[Image point grounding data]
╔══
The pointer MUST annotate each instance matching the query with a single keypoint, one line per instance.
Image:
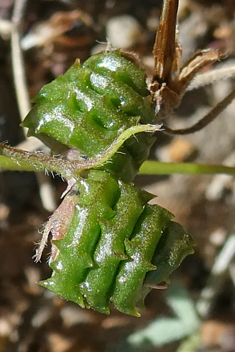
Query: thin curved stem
(69, 169)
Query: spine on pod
(96, 102)
(109, 246)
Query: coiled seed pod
(108, 244)
(88, 107)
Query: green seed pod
(108, 244)
(96, 102)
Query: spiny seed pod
(88, 107)
(108, 244)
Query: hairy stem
(67, 169)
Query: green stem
(158, 168)
(15, 158)
(9, 164)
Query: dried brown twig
(170, 81)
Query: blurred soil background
(54, 34)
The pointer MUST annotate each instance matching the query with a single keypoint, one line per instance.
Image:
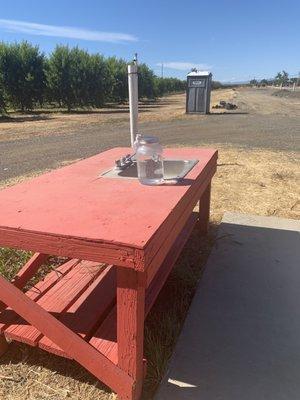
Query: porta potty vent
(198, 92)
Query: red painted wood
(88, 311)
(195, 190)
(93, 225)
(8, 316)
(105, 338)
(168, 264)
(29, 212)
(156, 261)
(56, 300)
(29, 269)
(27, 272)
(130, 326)
(3, 345)
(75, 346)
(204, 210)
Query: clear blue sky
(236, 40)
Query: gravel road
(261, 121)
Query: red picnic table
(121, 240)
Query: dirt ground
(42, 123)
(262, 181)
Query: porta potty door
(196, 95)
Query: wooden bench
(94, 311)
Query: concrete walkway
(241, 339)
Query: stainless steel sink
(173, 169)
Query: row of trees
(281, 79)
(70, 77)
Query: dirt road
(261, 121)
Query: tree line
(281, 79)
(70, 78)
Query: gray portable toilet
(198, 92)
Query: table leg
(130, 328)
(3, 345)
(204, 210)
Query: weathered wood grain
(204, 210)
(88, 311)
(9, 316)
(56, 300)
(78, 349)
(130, 326)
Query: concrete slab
(241, 338)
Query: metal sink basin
(173, 169)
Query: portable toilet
(198, 92)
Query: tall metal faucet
(133, 98)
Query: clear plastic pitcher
(149, 156)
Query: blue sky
(236, 40)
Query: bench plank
(105, 338)
(56, 300)
(8, 316)
(89, 310)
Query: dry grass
(257, 182)
(43, 123)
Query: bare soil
(254, 176)
(54, 122)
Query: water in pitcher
(150, 161)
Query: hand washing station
(174, 170)
(121, 240)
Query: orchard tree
(282, 78)
(59, 77)
(22, 74)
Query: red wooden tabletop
(75, 202)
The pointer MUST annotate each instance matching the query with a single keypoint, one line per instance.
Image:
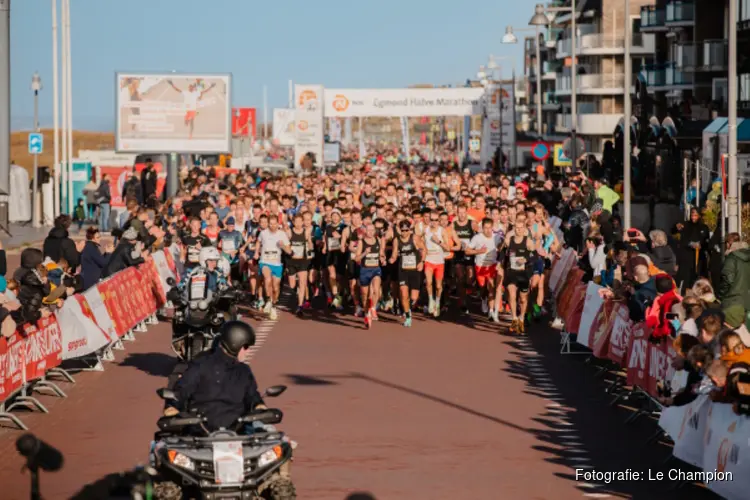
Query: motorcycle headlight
(269, 456)
(180, 460)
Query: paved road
(441, 410)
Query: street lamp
(510, 37)
(540, 19)
(36, 86)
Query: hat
(130, 235)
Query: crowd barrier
(88, 327)
(707, 435)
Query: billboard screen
(243, 122)
(173, 112)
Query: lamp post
(540, 19)
(732, 171)
(36, 86)
(510, 37)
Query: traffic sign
(36, 143)
(540, 151)
(560, 160)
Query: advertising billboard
(173, 112)
(244, 122)
(283, 127)
(309, 123)
(403, 102)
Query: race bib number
(408, 261)
(229, 462)
(298, 251)
(334, 244)
(198, 287)
(194, 254)
(372, 260)
(517, 263)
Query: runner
(268, 250)
(370, 256)
(410, 253)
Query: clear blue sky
(336, 43)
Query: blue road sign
(36, 143)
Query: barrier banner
(601, 329)
(619, 338)
(43, 343)
(638, 356)
(591, 307)
(81, 335)
(575, 308)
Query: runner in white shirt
(191, 97)
(484, 247)
(271, 243)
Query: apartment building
(600, 51)
(689, 74)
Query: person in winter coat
(93, 260)
(126, 254)
(734, 287)
(661, 254)
(59, 244)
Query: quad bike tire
(280, 488)
(167, 490)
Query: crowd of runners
(365, 239)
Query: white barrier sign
(309, 123)
(403, 102)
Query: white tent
(19, 206)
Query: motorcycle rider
(219, 385)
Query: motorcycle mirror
(166, 394)
(275, 390)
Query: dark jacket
(665, 259)
(220, 387)
(92, 264)
(120, 259)
(734, 287)
(58, 244)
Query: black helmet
(235, 335)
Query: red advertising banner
(243, 122)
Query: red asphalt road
(438, 411)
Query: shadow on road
(156, 364)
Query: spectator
(734, 287)
(661, 254)
(126, 254)
(104, 199)
(59, 244)
(93, 260)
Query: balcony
(715, 55)
(652, 19)
(596, 84)
(589, 123)
(679, 13)
(597, 44)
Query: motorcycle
(196, 321)
(193, 462)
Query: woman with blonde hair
(661, 254)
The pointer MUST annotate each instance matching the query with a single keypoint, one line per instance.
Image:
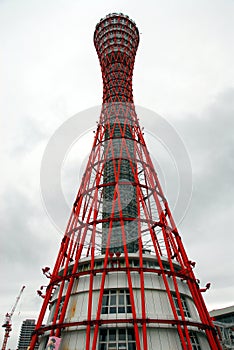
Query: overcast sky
(49, 72)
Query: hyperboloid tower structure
(122, 278)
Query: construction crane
(7, 324)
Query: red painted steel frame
(116, 40)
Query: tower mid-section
(122, 279)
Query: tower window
(116, 301)
(117, 339)
(184, 305)
(194, 341)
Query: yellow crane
(7, 324)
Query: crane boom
(7, 325)
(17, 300)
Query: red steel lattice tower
(122, 278)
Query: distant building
(224, 322)
(27, 328)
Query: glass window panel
(112, 334)
(121, 309)
(122, 334)
(113, 300)
(131, 335)
(129, 309)
(103, 334)
(105, 300)
(121, 299)
(113, 310)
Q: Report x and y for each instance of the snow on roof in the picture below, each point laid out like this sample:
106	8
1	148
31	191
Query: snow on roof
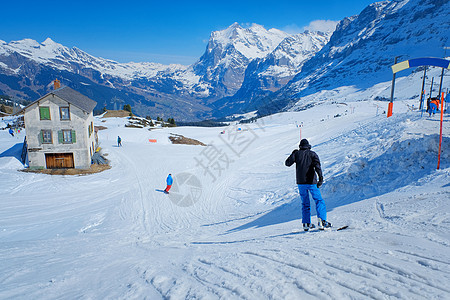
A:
73	97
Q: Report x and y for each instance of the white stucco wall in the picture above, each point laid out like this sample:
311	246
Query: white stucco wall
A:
79	121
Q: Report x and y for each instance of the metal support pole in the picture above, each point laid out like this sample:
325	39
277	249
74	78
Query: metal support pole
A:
440	134
423	86
440	85
391	103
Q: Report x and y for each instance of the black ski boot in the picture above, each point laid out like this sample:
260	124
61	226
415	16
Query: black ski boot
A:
308	226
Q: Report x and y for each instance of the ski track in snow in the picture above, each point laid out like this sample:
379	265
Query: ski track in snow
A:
113	235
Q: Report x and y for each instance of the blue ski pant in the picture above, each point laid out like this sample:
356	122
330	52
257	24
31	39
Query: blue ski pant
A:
305	190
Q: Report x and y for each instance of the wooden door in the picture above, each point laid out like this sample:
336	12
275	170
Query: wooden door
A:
59	160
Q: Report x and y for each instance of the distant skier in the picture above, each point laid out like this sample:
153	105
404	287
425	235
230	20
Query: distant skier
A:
307	165
169	182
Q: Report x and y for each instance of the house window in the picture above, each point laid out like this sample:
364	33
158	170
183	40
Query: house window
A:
44	112
67	136
64	113
46	137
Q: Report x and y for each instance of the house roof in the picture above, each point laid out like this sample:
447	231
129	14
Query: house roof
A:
71	96
75	98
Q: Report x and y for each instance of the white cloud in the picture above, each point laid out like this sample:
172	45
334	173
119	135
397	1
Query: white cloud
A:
321	25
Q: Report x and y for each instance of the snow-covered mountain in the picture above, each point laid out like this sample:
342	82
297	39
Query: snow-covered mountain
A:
57	56
270	73
230	51
173	90
363	47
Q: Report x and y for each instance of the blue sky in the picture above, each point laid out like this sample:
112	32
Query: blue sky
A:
163	31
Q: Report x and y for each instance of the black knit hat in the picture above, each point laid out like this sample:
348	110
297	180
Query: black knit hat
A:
304	144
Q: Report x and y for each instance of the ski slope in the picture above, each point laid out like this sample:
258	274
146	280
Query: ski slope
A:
232	230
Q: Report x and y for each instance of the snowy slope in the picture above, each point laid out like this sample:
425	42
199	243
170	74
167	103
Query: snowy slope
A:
114	235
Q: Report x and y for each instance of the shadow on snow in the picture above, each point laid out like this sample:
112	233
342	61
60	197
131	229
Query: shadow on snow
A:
14	151
404	163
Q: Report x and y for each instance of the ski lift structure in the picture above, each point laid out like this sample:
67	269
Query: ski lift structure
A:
419	62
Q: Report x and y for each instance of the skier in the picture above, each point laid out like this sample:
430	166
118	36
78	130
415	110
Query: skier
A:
307	165
169	182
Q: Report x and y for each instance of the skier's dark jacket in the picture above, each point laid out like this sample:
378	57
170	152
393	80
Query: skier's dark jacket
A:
307	164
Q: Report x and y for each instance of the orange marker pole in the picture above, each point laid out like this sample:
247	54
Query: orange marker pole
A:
440	135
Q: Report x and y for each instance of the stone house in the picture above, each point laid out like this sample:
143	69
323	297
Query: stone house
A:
60	130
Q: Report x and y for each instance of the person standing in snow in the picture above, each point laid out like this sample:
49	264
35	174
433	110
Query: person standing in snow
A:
169	182
307	165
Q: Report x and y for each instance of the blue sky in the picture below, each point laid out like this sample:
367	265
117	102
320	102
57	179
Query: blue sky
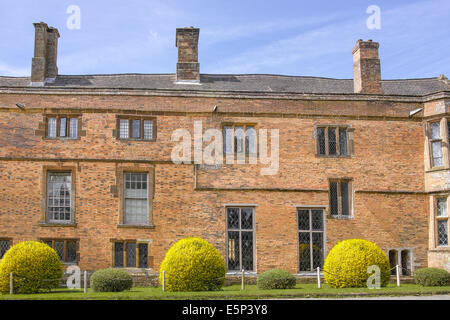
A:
311	38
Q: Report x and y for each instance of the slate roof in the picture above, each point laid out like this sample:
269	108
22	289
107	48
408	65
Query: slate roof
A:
258	83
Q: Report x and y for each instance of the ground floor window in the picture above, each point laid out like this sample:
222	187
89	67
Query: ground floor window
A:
4	246
130	254
66	249
240	239
310	238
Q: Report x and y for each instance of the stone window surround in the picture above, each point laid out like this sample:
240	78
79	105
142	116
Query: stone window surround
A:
241	205
59	116
137	241
116	132
44	214
350	147
351	195
435	218
444	131
120	176
76	240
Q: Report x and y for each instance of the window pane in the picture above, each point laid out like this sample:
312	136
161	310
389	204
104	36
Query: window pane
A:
73	128
118	254
250	142
437	153
4	246
443	233
345	198
131	255
233	218
304	251
51	128
233	250
135	129
435	128
59	248
148	129
246	218
331	141
58	196
71	251
321	140
239	139
317	219
124	131
136	194
303	219
228	139
63	127
143	255
247	251
343	141
442	207
333	198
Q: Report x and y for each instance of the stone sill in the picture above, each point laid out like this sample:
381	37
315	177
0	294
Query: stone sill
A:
50	224
137	226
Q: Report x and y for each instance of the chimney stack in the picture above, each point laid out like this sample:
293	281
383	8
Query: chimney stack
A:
366	68
44	67
188	68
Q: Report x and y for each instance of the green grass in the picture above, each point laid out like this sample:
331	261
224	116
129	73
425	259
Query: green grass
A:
232	292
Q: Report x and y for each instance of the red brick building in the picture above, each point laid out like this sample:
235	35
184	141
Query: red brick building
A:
85	163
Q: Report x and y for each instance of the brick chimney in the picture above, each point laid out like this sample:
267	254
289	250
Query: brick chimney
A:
44	67
366	68
188	68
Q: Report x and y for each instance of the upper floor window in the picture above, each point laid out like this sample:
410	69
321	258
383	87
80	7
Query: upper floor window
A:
139	128
332	141
340	198
62	127
4	246
136	191
442	221
59	197
239	139
436	144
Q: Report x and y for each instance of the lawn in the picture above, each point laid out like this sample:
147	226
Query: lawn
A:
231	292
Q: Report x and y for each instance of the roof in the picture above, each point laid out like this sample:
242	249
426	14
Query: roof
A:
259	83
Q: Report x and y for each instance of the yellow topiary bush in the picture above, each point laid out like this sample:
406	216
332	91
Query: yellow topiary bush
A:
347	262
35	267
192	264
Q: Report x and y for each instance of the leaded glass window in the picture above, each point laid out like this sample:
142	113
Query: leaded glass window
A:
332	141
4	246
136	198
240	235
340	198
59	187
310	238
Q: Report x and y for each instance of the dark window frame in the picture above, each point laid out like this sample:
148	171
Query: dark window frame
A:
137	243
240	230
326	128
58	118
339	199
141	120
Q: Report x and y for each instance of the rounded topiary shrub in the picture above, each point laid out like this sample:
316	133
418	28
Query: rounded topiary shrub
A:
111	280
192	264
276	279
430	277
347	262
35	267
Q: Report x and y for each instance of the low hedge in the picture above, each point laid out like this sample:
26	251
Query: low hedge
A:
276	279
432	277
111	280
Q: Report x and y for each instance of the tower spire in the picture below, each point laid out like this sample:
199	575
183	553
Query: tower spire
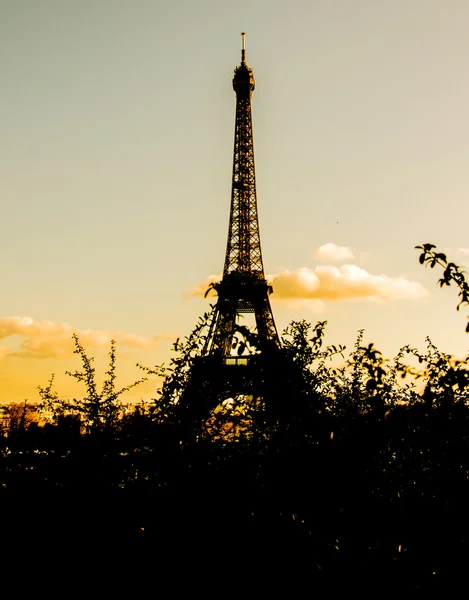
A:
243	288
243	48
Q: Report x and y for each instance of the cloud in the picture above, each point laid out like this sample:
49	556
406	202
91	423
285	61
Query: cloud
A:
311	287
332	252
347	282
47	339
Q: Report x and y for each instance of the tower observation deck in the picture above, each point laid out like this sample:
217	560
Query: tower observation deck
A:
243	288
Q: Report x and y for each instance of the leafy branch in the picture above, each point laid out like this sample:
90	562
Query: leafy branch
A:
452	273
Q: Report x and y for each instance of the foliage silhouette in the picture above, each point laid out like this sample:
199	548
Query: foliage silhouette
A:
332	465
451	274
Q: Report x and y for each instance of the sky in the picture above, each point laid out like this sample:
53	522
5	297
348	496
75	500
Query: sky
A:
117	122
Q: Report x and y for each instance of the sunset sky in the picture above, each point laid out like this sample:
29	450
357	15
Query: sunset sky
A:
117	122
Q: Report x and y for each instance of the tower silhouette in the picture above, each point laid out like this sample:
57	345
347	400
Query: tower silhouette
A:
243	288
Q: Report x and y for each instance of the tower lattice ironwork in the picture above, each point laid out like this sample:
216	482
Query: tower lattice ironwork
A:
243	288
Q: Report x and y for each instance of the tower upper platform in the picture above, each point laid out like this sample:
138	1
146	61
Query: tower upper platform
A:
243	80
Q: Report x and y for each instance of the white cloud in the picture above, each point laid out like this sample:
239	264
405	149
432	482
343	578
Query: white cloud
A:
311	287
347	282
332	252
47	339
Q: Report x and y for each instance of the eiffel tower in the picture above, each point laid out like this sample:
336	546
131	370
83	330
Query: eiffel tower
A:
243	288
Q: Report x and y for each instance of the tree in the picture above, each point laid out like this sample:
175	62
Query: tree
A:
452	273
97	410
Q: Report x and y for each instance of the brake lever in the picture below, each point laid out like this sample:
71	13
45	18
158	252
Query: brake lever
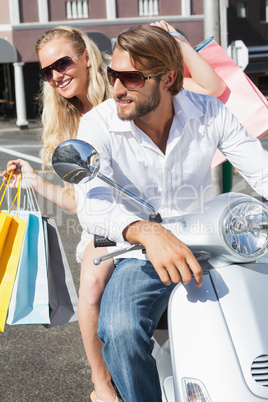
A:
104	257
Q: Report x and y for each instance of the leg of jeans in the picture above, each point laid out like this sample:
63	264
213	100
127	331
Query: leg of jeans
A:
132	305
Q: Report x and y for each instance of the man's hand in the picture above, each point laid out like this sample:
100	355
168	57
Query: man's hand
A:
171	258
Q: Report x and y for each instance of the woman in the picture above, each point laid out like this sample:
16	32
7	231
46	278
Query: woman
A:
75	81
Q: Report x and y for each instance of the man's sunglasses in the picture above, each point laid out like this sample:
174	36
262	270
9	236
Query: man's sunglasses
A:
130	79
60	66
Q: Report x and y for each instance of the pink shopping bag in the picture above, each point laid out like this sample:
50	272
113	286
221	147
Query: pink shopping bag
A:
241	96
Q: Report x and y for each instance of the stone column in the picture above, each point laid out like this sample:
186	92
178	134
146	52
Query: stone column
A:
20	96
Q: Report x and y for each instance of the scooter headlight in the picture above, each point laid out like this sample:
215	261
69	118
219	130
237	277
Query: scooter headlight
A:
245	229
194	391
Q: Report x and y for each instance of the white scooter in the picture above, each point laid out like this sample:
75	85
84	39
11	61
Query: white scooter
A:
╚══
> [The task]: Gather up every line in the data above that contains the word "covered", copying each one.

> [Response to the exercise]:
Q: Report x and y for each instance of the snow-covered mountain in the picture above, each point laid out like this sample:
Query: snow-covered mountain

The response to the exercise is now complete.